__PASSAGE__
____

Other inbuilt patterns that often find their way into cultural symbolism are:

  • reflective surfaces (the optic is drawn to the sheen of healthy polished metal and the glint of edible crystal facets. Often symbolized through slanted panels of bright color and starburst shapes)
  • basic repeated alt mode shapes (every individual is forged with a unique frame and alt mode, but they nevertheless fall into similar frametypes and vehicle modes. Simplified pictographs of common alt modes have been around for a very long time, like quadrupedal beasts, four-wheeled cars, six wheeled trucks, bikes, jets, boats, copters, and tracked vehicles)
  • hands and number of fingers (two fingers on a sparkling, three on a nymph, and four on a youngling and adult. The pantheon of the Guiding Hand is five members. While five-fingered hands are often a religious or sacred motif, hands with two, three, or four fingers can often be symbolic shorthand for youth, maturity, or capability. Empurata victims being reduced to two-fingered hands deliberately implies that they are rebellious and juvenile, undeserving of their autonomy and at fault for their own victimhood)

Facial Recognition

The face of a mech can have a great deal of different features, varying freely from person to person. Some have two optics. Some have four. Some have a visor. Some have goggles, screens, or face shields they can lower over their face. Some have mouths. Some have solid mask faceplates. Some have underbites. Some have biolight freckles or cheek lines. Some are empurata victims, with a single large optic set in a hollow cavity to replace their stolen face. Some have rebuilt helms after drastic injury, giving them one large central optic, four small lateral optics, and a large jaw, fabricated to be as functional as possible at the expense of aesthetic. And this doesn't even mention the kibble, crests, guards, finials, vents, and myriad other features that can appear on a mech's helm.

____

__PROVIDED RECORDS__
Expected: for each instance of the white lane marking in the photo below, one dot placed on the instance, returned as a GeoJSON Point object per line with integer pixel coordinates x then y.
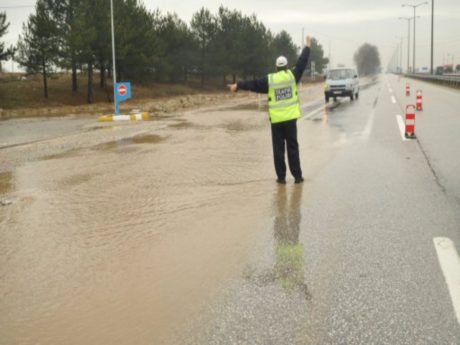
{"type": "Point", "coordinates": [402, 127]}
{"type": "Point", "coordinates": [450, 265]}
{"type": "Point", "coordinates": [368, 129]}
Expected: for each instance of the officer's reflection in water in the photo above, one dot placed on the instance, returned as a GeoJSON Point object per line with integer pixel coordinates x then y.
{"type": "Point", "coordinates": [289, 267]}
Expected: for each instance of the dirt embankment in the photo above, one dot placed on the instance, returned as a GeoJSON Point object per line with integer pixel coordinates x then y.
{"type": "Point", "coordinates": [22, 96]}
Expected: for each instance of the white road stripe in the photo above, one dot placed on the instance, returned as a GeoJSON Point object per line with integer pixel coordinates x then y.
{"type": "Point", "coordinates": [402, 127]}
{"type": "Point", "coordinates": [450, 265]}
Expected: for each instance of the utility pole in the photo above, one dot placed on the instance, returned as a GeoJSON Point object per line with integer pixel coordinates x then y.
{"type": "Point", "coordinates": [303, 38]}
{"type": "Point", "coordinates": [400, 51]}
{"type": "Point", "coordinates": [408, 40]}
{"type": "Point", "coordinates": [432, 35]}
{"type": "Point", "coordinates": [113, 59]}
{"type": "Point", "coordinates": [414, 7]}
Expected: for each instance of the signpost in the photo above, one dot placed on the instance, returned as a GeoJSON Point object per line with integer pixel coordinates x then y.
{"type": "Point", "coordinates": [122, 93]}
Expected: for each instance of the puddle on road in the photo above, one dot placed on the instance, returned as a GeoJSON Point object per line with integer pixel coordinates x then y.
{"type": "Point", "coordinates": [240, 126]}
{"type": "Point", "coordinates": [123, 143]}
{"type": "Point", "coordinates": [75, 180]}
{"type": "Point", "coordinates": [147, 139]}
{"type": "Point", "coordinates": [6, 182]}
{"type": "Point", "coordinates": [245, 106]}
{"type": "Point", "coordinates": [182, 125]}
{"type": "Point", "coordinates": [65, 154]}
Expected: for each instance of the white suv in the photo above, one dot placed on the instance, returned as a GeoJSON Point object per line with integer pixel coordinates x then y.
{"type": "Point", "coordinates": [342, 82]}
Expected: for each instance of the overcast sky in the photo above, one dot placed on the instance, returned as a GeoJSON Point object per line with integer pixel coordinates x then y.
{"type": "Point", "coordinates": [340, 26]}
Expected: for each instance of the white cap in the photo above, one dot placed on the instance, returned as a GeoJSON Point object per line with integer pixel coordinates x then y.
{"type": "Point", "coordinates": [281, 61]}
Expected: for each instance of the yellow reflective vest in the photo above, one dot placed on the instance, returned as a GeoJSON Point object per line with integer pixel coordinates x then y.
{"type": "Point", "coordinates": [283, 100]}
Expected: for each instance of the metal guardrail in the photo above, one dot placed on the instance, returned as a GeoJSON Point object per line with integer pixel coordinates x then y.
{"type": "Point", "coordinates": [447, 79]}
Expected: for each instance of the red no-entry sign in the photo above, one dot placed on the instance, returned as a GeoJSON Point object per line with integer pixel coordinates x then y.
{"type": "Point", "coordinates": [122, 90]}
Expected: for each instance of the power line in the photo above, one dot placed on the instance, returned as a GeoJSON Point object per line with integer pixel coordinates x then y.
{"type": "Point", "coordinates": [15, 7]}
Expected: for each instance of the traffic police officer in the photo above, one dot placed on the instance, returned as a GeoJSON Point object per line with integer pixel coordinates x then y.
{"type": "Point", "coordinates": [284, 110]}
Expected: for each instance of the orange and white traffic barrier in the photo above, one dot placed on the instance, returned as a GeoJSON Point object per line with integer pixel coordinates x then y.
{"type": "Point", "coordinates": [410, 121]}
{"type": "Point", "coordinates": [419, 100]}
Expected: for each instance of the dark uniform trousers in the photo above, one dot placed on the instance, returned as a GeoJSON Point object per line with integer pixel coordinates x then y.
{"type": "Point", "coordinates": [285, 133]}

____

__EXERCISE SET__
• a. Translate this sentence from the passage on mech symbolism into Spanish: "The face of a mech can have a great deal of different features, varying freely from person to person."
• b. Echo the passage on mech symbolism word for word, starting at "Other inbuilt patterns" and ending at "and tracked vehicles)".
Rely only on the passage on mech symbolism to respond.

__REPLIES__
• a. El rostro de un mech puede tener una gran cantidad de rasgos diferentes, que varían libremente de una persona a otra.

• b.
Other inbuilt patterns that often find their way into cultural symbolism are:

  • reflective surfaces (the optic is drawn to the sheen of healthy polished metal and the glint of edible crystal facets. Often symbolized through slanted panels of bright color and starburst shapes)
  • basic repeated alt mode shapes (every individual is forged with a unique frame and alt mode, but they nevertheless fall into similar frametypes and vehicle modes. Simplified pictographs of common alt modes have been around for a very long time, like quadrupedal beasts, four-wheeled cars, six wheeled trucks, bikes, jets, boats, copters, and tracked vehicles)